▸ **Stated task**:
Copy every line of the records below, including the requests, and shift each x and y coordinate in the answers up by 139. Leave the requests and their sample formats unchanged.

▸ **Data shown**:
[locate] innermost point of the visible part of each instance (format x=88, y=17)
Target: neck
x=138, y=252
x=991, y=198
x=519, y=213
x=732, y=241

▸ **Complete response**:
[locate] innermost point of the visible part of each instance (format x=88, y=17)
Target: neck
x=277, y=391
x=1130, y=337
x=658, y=352
x=871, y=380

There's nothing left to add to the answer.